[START Exercise data]

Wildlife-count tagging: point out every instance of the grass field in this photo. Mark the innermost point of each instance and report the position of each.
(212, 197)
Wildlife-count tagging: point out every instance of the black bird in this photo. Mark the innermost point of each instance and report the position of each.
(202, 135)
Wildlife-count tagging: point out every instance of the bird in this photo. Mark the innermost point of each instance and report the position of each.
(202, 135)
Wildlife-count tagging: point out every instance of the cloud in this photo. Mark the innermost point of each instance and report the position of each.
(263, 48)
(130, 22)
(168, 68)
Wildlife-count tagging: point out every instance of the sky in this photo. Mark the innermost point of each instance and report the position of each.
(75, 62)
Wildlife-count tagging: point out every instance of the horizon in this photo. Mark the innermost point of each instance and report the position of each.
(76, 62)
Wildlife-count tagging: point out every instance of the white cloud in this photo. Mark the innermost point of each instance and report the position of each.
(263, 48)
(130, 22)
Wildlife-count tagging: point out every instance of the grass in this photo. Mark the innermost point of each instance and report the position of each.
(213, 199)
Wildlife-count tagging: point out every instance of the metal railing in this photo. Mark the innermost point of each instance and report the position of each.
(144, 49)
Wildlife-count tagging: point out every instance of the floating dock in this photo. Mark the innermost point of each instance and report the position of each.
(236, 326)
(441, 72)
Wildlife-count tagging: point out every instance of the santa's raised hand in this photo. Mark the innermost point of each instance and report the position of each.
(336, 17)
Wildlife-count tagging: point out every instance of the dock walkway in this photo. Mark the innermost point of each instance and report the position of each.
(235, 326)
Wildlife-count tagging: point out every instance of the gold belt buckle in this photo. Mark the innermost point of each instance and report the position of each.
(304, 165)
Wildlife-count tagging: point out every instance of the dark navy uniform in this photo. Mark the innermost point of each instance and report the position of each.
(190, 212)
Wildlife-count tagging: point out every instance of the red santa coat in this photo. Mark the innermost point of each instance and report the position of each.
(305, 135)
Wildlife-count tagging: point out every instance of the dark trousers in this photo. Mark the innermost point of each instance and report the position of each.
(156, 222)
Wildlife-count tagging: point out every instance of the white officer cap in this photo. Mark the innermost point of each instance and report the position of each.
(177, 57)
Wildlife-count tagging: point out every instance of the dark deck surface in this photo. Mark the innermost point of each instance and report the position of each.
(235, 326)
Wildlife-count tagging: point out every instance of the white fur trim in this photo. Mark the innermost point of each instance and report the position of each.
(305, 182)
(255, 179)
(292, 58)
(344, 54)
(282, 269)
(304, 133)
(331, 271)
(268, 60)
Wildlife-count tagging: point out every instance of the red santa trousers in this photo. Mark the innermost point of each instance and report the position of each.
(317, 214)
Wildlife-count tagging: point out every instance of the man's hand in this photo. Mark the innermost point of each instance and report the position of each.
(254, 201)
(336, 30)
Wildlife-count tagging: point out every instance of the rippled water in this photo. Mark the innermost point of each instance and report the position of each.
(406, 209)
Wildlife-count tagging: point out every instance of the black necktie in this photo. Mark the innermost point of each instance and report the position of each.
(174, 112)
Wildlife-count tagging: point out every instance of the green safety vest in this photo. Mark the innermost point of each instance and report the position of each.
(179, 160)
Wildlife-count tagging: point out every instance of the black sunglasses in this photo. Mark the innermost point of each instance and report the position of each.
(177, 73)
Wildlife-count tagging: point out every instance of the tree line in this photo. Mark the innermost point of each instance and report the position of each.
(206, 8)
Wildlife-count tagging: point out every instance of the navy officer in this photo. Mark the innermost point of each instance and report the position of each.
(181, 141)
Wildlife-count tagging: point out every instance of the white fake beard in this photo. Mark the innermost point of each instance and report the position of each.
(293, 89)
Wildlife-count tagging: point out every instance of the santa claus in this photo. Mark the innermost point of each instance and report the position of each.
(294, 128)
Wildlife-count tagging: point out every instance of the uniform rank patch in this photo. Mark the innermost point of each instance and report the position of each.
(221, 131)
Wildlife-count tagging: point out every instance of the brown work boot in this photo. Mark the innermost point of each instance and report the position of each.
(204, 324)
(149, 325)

[END Exercise data]

▶ _What the task asks_
Write out exactly the lines starting with the one that holds "the black sunglasses" and running through the last line above.

▶ _The output_
Wildlife-count tagging: point out every instance of the black sunglasses in this photo. Mark the innermost point of each instance and report the position of each.
(177, 73)
Wildlife-count tagging: point out every instance of the tree line in this photo. Mark the innermost point of each instance and report the position of each.
(206, 8)
Wildlife-count tagging: point out every instance of the navy officer in this photo. Mark the innermost point of each instance and report the position of each.
(181, 141)
Wildlife-count tagging: point out every instance of the white fake beard in this photo. Mark the innermost point of each instance and report the position of each.
(293, 89)
Wildlife-count tagging: point out every instance of the santa claus in this photo. Mark the innermost point of each instance and report the position of each.
(294, 128)
Wildlife-count tagging: point out every instance of the uniform rank patch in this photo. Mark the innermost point of each instance and report the position of each.
(221, 131)
Wildlife-count tagging: point out every instance of the brown work boot in this photo. Mark the innermost point of each instance and report the position of each.
(204, 324)
(149, 325)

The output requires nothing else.